### PROBLEM DESCRIPTION
Every line below that holds "metal" must be copied.

### ENTRIES SHOWN
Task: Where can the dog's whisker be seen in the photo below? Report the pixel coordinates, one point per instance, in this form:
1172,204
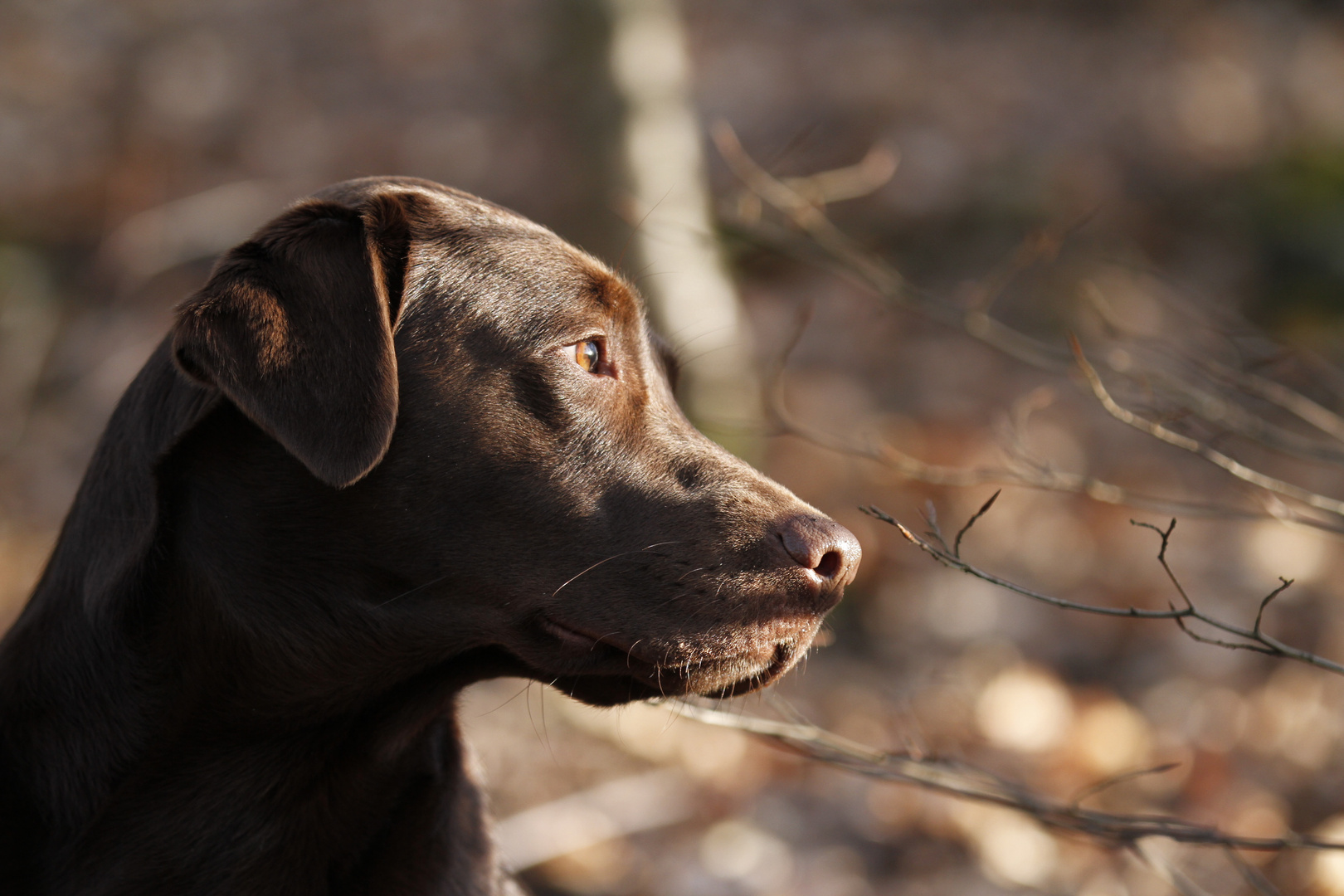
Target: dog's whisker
420,587
624,553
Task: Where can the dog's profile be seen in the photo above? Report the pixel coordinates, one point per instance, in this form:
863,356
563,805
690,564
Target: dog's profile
402,441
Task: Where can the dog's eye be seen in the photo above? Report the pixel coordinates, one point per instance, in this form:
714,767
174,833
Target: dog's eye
589,355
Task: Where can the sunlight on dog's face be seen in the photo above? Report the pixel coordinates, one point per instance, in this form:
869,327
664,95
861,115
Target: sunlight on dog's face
553,470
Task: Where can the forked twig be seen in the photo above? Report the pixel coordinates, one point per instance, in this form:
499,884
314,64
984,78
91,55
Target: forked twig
1253,638
1213,455
979,785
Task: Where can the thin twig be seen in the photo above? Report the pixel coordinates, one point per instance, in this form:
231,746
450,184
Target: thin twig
1213,455
979,785
810,217
1253,638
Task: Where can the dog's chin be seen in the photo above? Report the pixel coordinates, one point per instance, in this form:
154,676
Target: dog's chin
726,677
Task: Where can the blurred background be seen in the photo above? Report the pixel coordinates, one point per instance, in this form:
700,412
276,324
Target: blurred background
1164,179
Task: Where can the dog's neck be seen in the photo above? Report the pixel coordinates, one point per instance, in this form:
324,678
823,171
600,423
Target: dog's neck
166,694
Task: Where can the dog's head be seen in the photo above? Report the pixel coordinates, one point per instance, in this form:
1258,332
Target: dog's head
500,426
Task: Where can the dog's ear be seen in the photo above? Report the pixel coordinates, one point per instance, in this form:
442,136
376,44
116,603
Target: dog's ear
295,327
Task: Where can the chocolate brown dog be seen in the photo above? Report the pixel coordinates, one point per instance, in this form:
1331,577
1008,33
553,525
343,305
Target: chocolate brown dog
402,441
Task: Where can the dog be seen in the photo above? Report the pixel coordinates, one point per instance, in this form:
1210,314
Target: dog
402,441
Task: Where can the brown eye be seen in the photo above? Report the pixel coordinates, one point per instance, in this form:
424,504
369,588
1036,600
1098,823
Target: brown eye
589,355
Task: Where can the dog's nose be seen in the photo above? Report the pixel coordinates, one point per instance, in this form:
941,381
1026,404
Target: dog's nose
821,546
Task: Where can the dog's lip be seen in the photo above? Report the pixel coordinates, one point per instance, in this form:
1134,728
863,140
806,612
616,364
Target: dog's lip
572,635
648,670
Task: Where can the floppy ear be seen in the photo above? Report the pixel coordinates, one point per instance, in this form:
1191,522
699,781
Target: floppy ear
295,327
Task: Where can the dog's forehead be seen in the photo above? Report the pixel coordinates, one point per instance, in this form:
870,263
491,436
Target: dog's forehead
502,264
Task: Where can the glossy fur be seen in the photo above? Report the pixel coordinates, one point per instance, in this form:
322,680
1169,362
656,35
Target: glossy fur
362,473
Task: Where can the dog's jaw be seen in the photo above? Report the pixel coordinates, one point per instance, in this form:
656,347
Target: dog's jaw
605,670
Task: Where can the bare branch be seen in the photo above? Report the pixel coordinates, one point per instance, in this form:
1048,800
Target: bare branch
1254,638
808,214
1218,458
979,785
984,508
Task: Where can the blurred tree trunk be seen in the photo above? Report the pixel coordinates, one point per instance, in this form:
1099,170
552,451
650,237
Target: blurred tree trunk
680,271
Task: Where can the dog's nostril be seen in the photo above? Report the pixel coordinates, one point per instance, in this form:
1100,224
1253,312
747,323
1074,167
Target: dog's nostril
823,546
830,566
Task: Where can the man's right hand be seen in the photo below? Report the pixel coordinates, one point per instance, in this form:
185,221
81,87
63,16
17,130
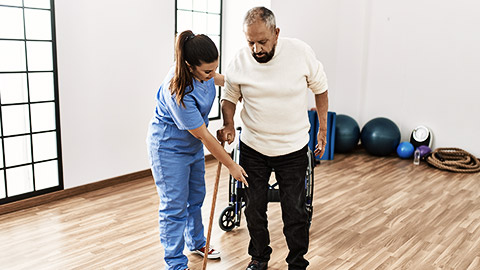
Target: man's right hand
226,134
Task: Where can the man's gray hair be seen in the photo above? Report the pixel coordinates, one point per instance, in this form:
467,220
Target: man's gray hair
263,14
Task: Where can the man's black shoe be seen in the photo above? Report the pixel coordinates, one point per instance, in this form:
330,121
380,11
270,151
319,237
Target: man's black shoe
256,265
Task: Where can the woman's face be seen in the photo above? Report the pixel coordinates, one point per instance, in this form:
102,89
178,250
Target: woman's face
205,71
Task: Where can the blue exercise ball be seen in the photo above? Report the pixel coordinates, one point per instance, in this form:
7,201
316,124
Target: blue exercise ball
380,136
405,149
347,133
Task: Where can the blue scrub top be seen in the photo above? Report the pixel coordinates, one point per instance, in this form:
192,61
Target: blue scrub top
171,122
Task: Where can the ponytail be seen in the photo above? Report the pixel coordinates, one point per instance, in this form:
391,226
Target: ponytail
194,50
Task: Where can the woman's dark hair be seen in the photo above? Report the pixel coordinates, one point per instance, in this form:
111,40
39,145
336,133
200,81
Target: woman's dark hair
194,50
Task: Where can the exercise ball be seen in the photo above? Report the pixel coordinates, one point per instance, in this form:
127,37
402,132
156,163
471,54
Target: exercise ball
380,136
405,149
347,133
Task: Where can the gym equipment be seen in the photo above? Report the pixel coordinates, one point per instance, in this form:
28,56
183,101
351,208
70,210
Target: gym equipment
454,160
421,135
380,136
424,150
405,150
347,133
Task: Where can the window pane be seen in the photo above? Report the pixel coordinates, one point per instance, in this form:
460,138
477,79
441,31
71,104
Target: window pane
216,40
38,24
19,180
41,86
46,175
213,24
13,88
15,119
39,56
17,151
1,156
199,23
2,185
17,3
214,6
200,5
37,3
43,116
44,146
184,21
11,23
12,54
184,4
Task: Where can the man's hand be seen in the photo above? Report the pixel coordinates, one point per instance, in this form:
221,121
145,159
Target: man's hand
226,134
322,142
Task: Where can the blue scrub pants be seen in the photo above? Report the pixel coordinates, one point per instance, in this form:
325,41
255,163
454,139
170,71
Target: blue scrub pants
181,187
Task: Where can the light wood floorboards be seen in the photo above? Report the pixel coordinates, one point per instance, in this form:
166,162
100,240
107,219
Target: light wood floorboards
369,213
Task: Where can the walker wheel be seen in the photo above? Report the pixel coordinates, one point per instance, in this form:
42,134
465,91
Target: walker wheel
227,219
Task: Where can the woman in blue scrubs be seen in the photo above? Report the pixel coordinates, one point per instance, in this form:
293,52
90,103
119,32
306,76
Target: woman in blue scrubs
175,142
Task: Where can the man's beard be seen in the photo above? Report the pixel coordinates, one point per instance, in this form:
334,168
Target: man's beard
266,57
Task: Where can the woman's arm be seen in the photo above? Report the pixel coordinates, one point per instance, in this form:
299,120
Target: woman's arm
219,79
219,152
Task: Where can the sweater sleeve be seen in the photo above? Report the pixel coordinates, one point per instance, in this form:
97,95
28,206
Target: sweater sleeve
231,91
316,79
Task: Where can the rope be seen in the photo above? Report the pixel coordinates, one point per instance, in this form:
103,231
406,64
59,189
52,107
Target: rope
454,159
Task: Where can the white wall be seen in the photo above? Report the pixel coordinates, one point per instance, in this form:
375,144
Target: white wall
415,62
112,57
233,39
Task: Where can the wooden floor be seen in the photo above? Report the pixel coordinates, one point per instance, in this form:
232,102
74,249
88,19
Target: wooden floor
369,213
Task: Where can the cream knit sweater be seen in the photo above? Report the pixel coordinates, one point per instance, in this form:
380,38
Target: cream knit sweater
274,114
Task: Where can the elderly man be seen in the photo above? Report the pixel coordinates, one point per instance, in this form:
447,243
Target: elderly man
273,76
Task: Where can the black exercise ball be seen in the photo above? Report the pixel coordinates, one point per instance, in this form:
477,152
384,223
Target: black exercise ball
347,133
380,136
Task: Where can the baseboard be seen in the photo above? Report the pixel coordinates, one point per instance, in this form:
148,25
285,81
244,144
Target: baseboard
61,194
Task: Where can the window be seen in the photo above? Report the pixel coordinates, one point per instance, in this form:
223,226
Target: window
202,17
30,161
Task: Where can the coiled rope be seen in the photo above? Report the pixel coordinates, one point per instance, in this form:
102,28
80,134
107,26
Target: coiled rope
454,159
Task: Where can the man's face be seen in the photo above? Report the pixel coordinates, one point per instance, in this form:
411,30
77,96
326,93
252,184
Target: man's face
261,40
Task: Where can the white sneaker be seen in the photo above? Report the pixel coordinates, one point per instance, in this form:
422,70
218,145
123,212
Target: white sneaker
212,253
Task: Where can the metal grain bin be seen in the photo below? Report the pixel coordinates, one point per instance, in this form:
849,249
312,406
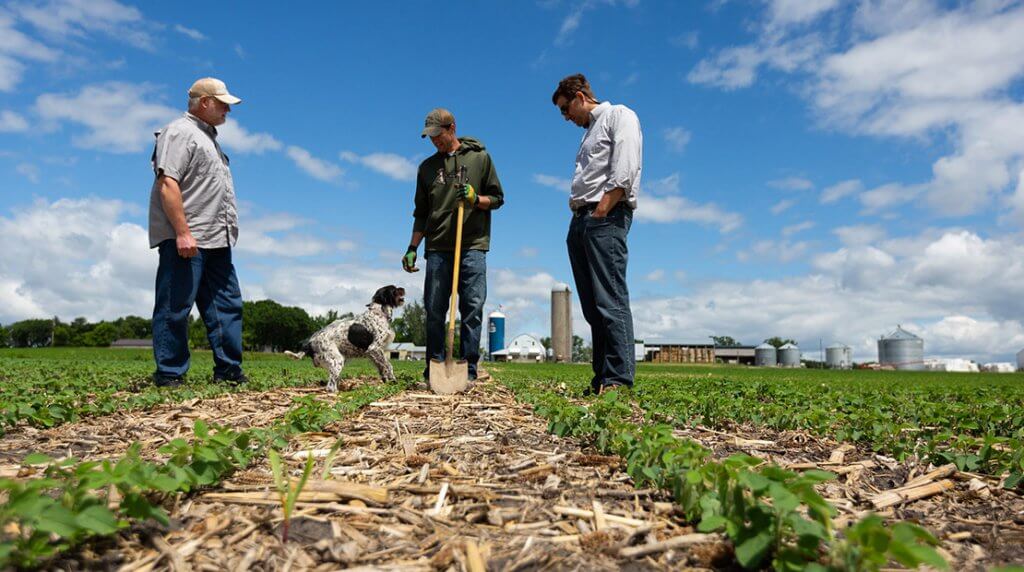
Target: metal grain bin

### ANSWER TO THE EXERCISE
Task: Where can the metal grain bin be seen in the photo below? Report the pixel coordinates, one point per instance, in this form:
Target: metal grain bin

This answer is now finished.